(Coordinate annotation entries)
● ● ●

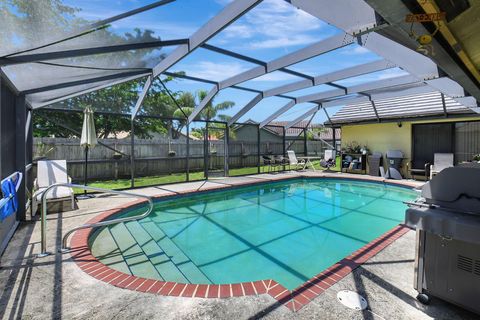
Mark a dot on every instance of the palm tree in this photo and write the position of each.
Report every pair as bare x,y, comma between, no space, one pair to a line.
189,101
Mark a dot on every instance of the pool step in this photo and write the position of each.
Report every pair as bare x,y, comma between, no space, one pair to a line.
111,255
137,261
177,257
157,256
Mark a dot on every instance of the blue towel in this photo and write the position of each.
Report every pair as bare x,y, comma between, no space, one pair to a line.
8,188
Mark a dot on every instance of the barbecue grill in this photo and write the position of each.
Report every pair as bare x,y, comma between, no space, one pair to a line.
447,220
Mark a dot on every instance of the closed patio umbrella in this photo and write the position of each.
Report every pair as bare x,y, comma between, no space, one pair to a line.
89,137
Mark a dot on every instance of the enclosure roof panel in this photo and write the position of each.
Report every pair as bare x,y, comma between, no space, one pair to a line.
406,107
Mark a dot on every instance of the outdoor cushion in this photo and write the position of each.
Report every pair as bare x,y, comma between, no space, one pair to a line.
54,193
51,172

● ● ●

EXERCISE DETAILS -
Convert the lines above into a numbered list, omitting blank lines and leaving the pictures out of the answer.

RESPONSE BELOW -
1. Mark a dot on every instance of the palm tree in this photo and write the position of each.
2. Report every pair as bare x,y, comma between, no space, one pair to a line.
3. 189,101
4. Mark a dot on every instance of the pool step in this photo and write the position of each.
5. Report every pair as bare x,y, comma between, no space, one pair to a line.
6. 111,255
7. 137,261
8. 177,257
9. 157,256
10. Mark a dot on every instance of the blue towel in this photo and write the position of each.
11. Report every pair as bare x,y, comma between, no space, one pair to a line.
12. 8,188
13. Mark a dot on every instance of the barbecue grill in this photo and write the position of each.
14. Report every pair as bare x,y, comma between, no space, one pair to a line.
15. 447,220
16. Mark a dot on every instance of the closed patio umbrella in this photo and write the position of each.
17. Report every pair as bare x,y, comma between, no space, one pair to a line.
18. 89,137
19. Mark a dot on every instance of the enclosure roof panel in this photo and write the position of each.
20. Report every pair as bare x,y, comma between, no space, one pair to a line.
21. 406,107
22. Mark a dot on every instance of the outdoor cushion in this photo and write the position of each.
23. Report every pair as bare x,y, comma between, no space, one pair to a line.
24. 54,193
25. 51,172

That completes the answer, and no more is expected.